• Document text
-------

Mixed Verdict on ESRD ACOs

Publication
Article
MHE PublicationMHE March 2022
Volume 32
Issue 3

How successful accountable care organizations (ACOs) have been in bringing about value-based care hinges, of course, on how success is defined. CMS’ comprehensive end-stage renal disease (ESRD) care model is a good example.

How successful accountable care organizations (ACOs) have been in bringing about value-based care hinges, of course, on how success is defined. CMS’ comprehensive end-stage renal disease (ESRD) care model is a good example.

It was launched in October 2015 to improve quality of care for people with ESRD and to cut CMS spending on that care in the process. Initially, 13 ESRD seamless care organizations (ESCOs) participated. The ESCOs consisted of dialysis centers, nephrologists and other providers. They operated much like the ACOs anchored in primary care but were exclusively for people with ESRD and the specialists who provide their care.

Large dialysis companies such as Fresenius, DaVita and Dialysis Clinic participated in some of the ESCOs They brought scale to the program. In the program’s fifth and final year, each ESCO had, on average, 35 dialysis centers and approximately 62,500 people with ESRD were being taken care of by ESCO providers.

-------

• Information shown
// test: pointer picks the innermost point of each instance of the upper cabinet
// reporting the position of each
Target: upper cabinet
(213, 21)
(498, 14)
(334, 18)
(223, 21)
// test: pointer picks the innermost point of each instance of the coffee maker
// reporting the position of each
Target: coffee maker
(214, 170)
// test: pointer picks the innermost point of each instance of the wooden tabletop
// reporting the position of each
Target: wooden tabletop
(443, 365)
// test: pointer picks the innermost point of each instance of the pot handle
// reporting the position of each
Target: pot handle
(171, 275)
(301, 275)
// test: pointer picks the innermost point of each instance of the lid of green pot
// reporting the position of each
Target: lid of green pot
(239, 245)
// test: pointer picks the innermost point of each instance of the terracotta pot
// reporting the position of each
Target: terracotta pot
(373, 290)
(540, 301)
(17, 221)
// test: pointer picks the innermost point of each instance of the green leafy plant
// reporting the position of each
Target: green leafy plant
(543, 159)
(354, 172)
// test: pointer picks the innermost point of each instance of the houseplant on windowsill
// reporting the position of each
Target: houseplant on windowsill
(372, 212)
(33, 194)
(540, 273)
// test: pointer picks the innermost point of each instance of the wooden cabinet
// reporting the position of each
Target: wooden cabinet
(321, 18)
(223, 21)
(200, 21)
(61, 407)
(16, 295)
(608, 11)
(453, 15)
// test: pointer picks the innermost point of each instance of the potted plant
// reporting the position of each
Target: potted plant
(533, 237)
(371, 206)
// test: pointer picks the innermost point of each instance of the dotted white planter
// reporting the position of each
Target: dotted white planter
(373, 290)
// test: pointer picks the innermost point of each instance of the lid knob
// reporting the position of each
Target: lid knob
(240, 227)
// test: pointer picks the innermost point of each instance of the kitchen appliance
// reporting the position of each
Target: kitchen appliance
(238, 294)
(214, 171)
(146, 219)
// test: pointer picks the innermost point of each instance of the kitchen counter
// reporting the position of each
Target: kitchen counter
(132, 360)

-------

• What you should do
Answer these questions from the article on ESRD ACOs.
(a) In what month and year was the comprehensive ESRD care model launched?
(b) How many ESRD seamless care organizations participated at first?
(c) In the program's fifth and final year, how many dialysis centers did each ESCO have on average?

• Response
(a) October 2015
(b) 13
(c) 35